Point-per-instance localization data

------

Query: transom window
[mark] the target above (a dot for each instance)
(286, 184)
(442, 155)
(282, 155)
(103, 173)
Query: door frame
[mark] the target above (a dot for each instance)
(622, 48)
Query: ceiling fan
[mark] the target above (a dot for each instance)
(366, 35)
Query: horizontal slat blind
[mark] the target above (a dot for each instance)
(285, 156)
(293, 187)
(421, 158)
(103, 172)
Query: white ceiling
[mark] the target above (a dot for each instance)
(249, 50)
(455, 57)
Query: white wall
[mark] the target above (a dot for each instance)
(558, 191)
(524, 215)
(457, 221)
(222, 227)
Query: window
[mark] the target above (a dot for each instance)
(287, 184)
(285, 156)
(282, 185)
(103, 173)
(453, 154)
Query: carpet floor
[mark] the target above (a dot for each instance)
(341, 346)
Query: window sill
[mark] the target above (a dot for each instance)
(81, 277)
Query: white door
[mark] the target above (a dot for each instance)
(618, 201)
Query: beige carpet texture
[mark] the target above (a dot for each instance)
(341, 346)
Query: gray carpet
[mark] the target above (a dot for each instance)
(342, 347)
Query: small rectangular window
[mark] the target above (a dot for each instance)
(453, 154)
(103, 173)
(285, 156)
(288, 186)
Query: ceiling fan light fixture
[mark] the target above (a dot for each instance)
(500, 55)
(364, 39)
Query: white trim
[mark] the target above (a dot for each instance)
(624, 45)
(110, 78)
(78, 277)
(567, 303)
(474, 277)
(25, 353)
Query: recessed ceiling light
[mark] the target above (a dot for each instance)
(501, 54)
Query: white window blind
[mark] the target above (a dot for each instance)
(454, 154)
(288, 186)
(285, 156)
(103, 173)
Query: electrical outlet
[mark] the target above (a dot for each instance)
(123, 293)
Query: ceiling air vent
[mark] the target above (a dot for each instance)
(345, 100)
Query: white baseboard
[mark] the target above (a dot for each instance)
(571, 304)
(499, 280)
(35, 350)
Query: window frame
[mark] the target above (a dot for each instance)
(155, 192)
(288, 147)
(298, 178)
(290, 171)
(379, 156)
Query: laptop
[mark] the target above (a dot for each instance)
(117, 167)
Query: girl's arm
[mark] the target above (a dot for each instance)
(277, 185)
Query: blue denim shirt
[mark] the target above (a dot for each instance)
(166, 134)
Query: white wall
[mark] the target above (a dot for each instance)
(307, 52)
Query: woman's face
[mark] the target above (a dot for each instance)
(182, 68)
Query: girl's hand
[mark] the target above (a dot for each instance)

------

PROBLEM TO SOLVE -
With nothing omitted, set down all of the records again.

SOLUTION FOR THIS TASK -
Query: transom window
[mark] the target above (a dot for each instance)
(286, 184)
(442, 155)
(282, 155)
(103, 173)
Query: door frame
[mark] the target above (a dot for each instance)
(622, 48)
Query: ceiling fan
[mark] the target above (a dot for each instance)
(366, 35)
Query: horizontal slat blind
[mark] the target above (a dot for each instance)
(285, 156)
(293, 187)
(421, 158)
(103, 172)
Query: white ceiling
[mark] the target above (a dot for each instance)
(249, 50)
(455, 57)
Query: white wall
[mark] the target above (a dot for each instance)
(558, 191)
(524, 215)
(457, 221)
(222, 227)
Query: window
[mark] the target above (a dot for each instance)
(287, 184)
(285, 156)
(282, 185)
(103, 173)
(453, 154)
Query: carpet floor
[mark] the target above (a dot for each instance)
(341, 346)
Query: window sill
[mark] the target above (a dot for each instance)
(81, 277)
Query: white door
[mark] the target above (a dot for each instance)
(618, 201)
Query: beige carpet texture
[mark] the target above (a dot for each instance)
(341, 346)
Query: gray carpet
[mark] the target above (a dot for each instance)
(342, 347)
Query: small rectangular window
[mark] the target above (a dot for each instance)
(453, 154)
(103, 173)
(285, 156)
(288, 186)
Query: ceiling fan light fixture
[mark] the target above (a dot for each instance)
(500, 55)
(364, 39)
Query: white trim
[mark] the target above (a dot for each instance)
(624, 45)
(110, 78)
(78, 277)
(567, 303)
(474, 277)
(25, 353)
Query: recessed ceiling light
[mark] the target above (a dot for each instance)
(501, 54)
Query: white window blind
[mark] the target above (a dot for each instance)
(454, 154)
(288, 186)
(285, 156)
(103, 173)
Query: electrical outlet
[mark] the target above (a dot for each instance)
(123, 293)
Query: ceiling air vent
[mark] the target above (a dot for each instance)
(345, 100)
Query: white baseboard
[mark] the target above (a dot for each instance)
(571, 304)
(499, 280)
(35, 350)
Query: window frame
[mark] the target above (a dot for each instance)
(155, 192)
(288, 147)
(298, 178)
(290, 171)
(379, 156)
Query: laptop
[mark] the target above (a dot for each instance)
(117, 167)
Query: girl's arm
[mark] the target above (a dot for each instance)
(277, 185)
Query: blue denim shirt
[mark] the target above (a dot for each instance)
(166, 134)
Query: white wall
[mark] the target above (a dot for each instance)
(307, 52)
Query: woman's face
[mark] the target above (a dot for each instance)
(182, 68)
Query: girl's hand
[mark] the target above (a dot for each instance)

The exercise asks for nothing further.